→ **Records for this exercise**:

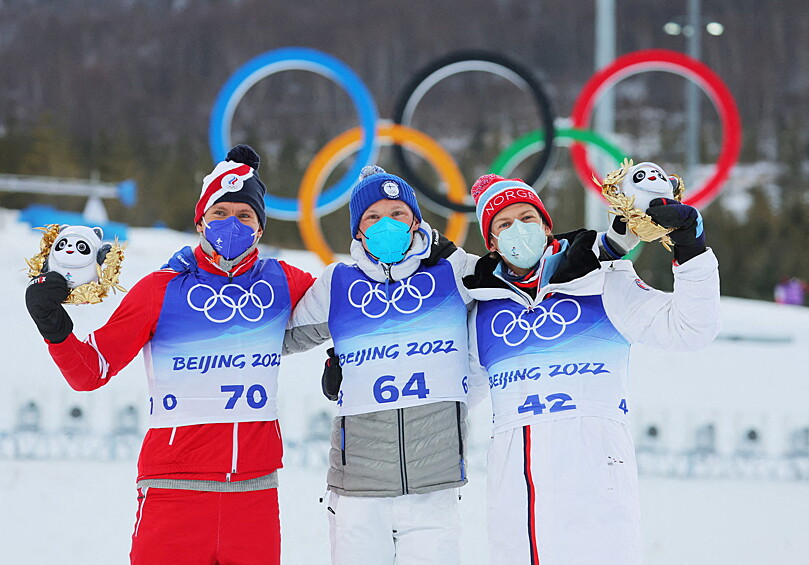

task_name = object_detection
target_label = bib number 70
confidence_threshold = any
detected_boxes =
[374,372,430,404]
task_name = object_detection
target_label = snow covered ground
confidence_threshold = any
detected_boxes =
[0,210,809,565]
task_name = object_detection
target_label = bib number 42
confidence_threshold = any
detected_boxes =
[517,392,576,414]
[374,372,430,404]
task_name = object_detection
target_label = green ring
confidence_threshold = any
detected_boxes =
[491,128,643,261]
[491,128,625,176]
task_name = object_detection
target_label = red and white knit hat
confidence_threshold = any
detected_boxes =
[472,174,553,249]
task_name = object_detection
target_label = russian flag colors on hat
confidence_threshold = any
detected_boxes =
[348,165,421,238]
[472,174,553,249]
[194,145,267,227]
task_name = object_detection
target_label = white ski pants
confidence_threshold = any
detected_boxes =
[327,488,461,565]
[487,417,643,565]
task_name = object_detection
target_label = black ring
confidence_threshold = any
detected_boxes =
[392,50,556,212]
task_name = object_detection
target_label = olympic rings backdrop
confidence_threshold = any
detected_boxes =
[208,47,741,263]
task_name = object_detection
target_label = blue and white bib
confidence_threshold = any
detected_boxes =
[144,252,290,428]
[475,294,629,432]
[329,261,469,415]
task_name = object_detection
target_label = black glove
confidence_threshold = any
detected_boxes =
[646,198,705,265]
[320,347,343,400]
[421,230,458,267]
[598,216,640,261]
[25,271,73,343]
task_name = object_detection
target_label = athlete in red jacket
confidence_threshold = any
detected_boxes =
[26,146,314,565]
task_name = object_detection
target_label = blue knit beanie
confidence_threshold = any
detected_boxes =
[348,165,421,238]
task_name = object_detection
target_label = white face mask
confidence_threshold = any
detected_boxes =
[494,220,548,269]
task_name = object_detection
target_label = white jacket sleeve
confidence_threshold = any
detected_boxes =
[447,247,480,306]
[283,263,337,355]
[603,249,721,350]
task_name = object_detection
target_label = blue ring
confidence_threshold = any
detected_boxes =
[208,47,378,220]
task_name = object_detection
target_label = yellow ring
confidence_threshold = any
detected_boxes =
[298,122,469,265]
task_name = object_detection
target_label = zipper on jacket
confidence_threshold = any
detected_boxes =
[455,402,466,480]
[396,408,407,494]
[340,416,346,466]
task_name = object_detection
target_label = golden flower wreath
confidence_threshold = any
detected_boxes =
[25,224,126,304]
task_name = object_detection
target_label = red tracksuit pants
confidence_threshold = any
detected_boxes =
[129,488,281,565]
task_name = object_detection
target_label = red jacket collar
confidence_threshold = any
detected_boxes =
[194,245,258,277]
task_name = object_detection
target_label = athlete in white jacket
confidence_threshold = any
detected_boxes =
[464,175,720,565]
[284,170,477,565]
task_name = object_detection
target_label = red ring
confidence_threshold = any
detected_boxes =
[570,49,742,207]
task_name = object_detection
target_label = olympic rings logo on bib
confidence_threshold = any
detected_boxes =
[348,272,435,318]
[186,281,275,324]
[492,298,581,347]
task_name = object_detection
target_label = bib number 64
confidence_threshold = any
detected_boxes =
[374,372,430,404]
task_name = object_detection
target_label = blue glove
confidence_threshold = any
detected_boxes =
[646,198,705,265]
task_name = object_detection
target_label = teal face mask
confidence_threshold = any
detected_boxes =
[365,216,413,264]
[494,220,548,269]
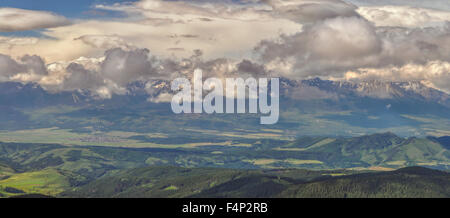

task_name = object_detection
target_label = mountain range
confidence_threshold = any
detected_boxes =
[0,78,450,136]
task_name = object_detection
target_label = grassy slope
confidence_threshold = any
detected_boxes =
[0,168,70,196]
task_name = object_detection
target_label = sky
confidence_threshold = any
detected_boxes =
[0,0,450,98]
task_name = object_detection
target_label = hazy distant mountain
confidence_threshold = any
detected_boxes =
[62,167,450,198]
[0,78,450,136]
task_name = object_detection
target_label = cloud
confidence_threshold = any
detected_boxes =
[263,0,358,23]
[255,14,450,78]
[74,35,135,50]
[0,54,48,82]
[0,8,70,32]
[255,17,383,77]
[357,6,450,28]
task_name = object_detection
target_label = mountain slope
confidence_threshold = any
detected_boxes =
[60,167,450,198]
[278,167,450,198]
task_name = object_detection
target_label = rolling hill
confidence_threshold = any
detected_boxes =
[61,167,450,198]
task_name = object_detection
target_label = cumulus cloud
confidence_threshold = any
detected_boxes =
[357,6,450,28]
[256,17,383,77]
[0,8,70,32]
[256,17,450,78]
[0,54,48,82]
[263,0,358,23]
[74,35,136,50]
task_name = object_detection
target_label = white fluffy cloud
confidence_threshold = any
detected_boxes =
[0,0,450,98]
[0,8,70,32]
[357,6,450,28]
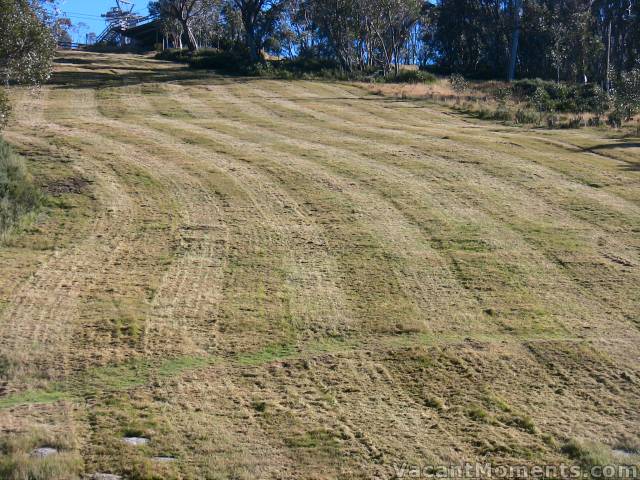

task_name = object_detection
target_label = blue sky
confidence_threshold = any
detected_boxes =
[60,0,148,42]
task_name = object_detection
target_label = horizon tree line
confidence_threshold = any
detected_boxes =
[150,0,640,86]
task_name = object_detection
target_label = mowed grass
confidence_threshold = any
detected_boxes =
[0,53,640,480]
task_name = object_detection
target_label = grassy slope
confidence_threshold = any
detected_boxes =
[0,50,640,479]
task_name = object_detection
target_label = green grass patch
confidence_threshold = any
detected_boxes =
[0,389,70,408]
[157,357,217,378]
[0,139,43,238]
[238,344,299,366]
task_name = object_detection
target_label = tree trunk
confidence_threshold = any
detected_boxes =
[180,20,198,52]
[507,0,523,82]
[245,25,260,62]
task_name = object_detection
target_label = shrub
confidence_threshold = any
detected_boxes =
[155,48,191,63]
[386,70,437,83]
[449,73,469,93]
[613,68,640,123]
[0,88,11,130]
[0,140,42,235]
[531,87,555,112]
[511,79,609,115]
[562,439,612,468]
[516,109,540,125]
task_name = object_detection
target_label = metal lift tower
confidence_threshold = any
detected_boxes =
[96,0,143,46]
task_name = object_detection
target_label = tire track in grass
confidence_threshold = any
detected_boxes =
[161,86,624,342]
[195,79,640,338]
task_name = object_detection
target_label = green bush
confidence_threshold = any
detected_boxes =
[385,70,437,84]
[516,109,540,125]
[0,88,11,130]
[449,73,469,93]
[511,79,609,115]
[613,68,640,124]
[0,139,42,235]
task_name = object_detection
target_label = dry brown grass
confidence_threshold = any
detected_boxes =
[0,53,640,479]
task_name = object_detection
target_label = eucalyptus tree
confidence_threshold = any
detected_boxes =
[0,0,55,128]
[231,0,288,62]
[150,0,219,52]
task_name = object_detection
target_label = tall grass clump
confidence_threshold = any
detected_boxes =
[0,139,42,238]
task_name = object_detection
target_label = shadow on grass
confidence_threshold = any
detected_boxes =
[583,141,640,172]
[49,67,220,89]
[585,142,640,152]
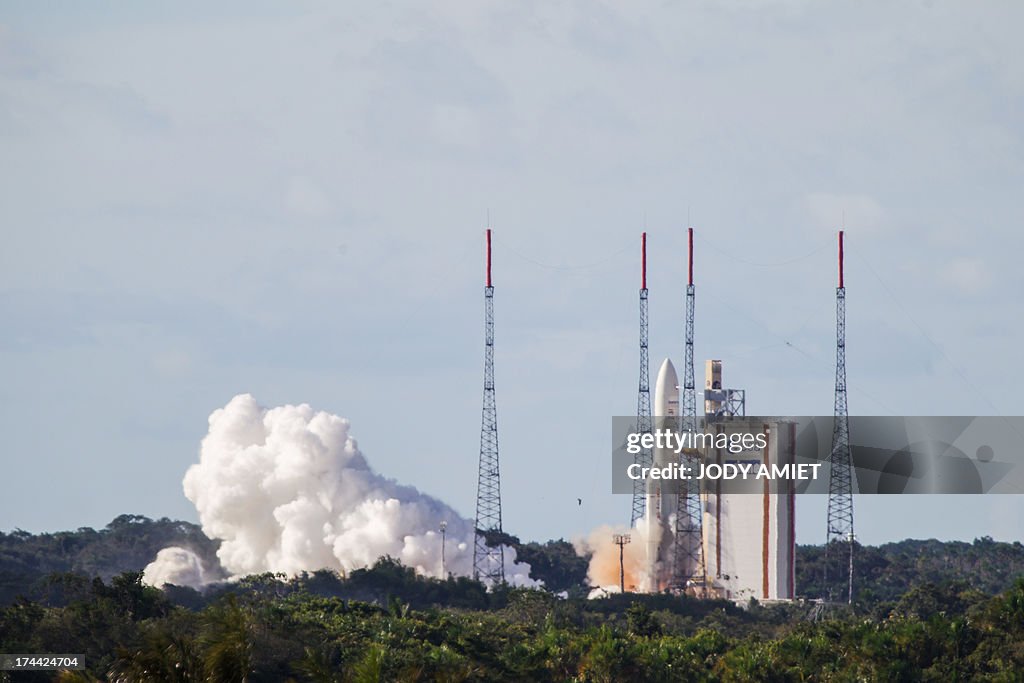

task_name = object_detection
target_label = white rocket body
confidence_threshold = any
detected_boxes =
[645,358,679,592]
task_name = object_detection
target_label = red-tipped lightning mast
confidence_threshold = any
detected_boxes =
[487,227,492,287]
[686,227,693,287]
[473,227,505,586]
[839,230,844,289]
[672,227,705,594]
[640,232,647,290]
[627,232,653,538]
[824,230,854,604]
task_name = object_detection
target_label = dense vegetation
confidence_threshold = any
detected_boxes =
[0,560,1024,681]
[0,516,1024,681]
[0,515,1024,608]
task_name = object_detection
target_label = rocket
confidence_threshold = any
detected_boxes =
[645,358,679,592]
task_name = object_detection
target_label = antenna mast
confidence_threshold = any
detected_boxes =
[672,227,703,590]
[824,230,854,604]
[473,227,505,586]
[630,232,653,527]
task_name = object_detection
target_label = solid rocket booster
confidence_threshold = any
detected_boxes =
[646,358,679,592]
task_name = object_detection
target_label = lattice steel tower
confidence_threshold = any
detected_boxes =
[672,227,705,590]
[630,232,652,527]
[824,230,854,604]
[473,227,505,586]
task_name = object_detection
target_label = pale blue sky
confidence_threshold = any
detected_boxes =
[0,1,1024,543]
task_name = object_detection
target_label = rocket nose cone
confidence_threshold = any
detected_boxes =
[654,358,679,417]
[657,358,679,388]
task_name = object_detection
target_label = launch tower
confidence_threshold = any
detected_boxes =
[473,227,505,586]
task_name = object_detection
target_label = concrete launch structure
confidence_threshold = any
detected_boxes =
[640,358,796,602]
[701,418,797,601]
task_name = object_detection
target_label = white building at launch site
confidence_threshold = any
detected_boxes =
[646,360,796,602]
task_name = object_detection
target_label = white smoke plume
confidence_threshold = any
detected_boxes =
[142,546,208,588]
[573,518,657,598]
[146,394,536,585]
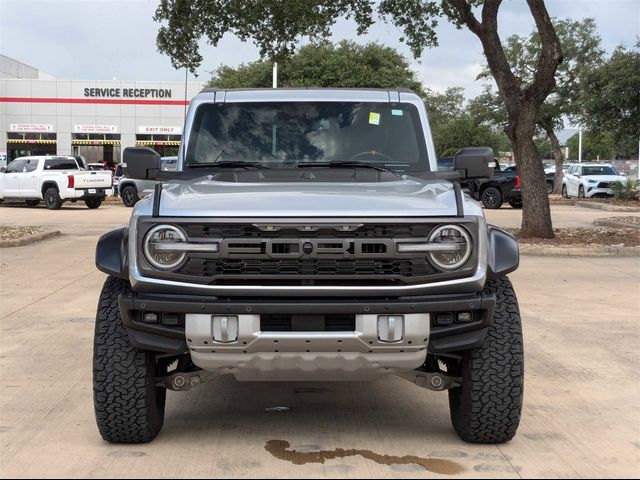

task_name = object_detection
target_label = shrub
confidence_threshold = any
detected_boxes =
[611,179,640,200]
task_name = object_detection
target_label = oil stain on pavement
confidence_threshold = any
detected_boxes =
[264,440,464,475]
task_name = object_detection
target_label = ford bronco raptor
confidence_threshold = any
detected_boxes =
[93,89,523,443]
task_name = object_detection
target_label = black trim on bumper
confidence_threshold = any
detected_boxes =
[118,293,496,355]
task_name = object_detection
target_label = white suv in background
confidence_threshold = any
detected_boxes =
[0,155,112,210]
[562,163,627,198]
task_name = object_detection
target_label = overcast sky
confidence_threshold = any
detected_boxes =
[0,0,640,97]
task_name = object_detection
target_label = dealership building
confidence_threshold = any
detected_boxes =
[0,55,202,163]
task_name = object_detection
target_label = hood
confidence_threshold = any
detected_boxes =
[582,175,627,183]
[160,176,457,217]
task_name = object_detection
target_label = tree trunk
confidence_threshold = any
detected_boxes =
[506,109,554,238]
[546,128,564,193]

→ **Do this**: Which lines in the rows above contain the word "glove"? Report each of them in full.

→ **Answer to this task**:
target_label = black glove
target_label = blue glove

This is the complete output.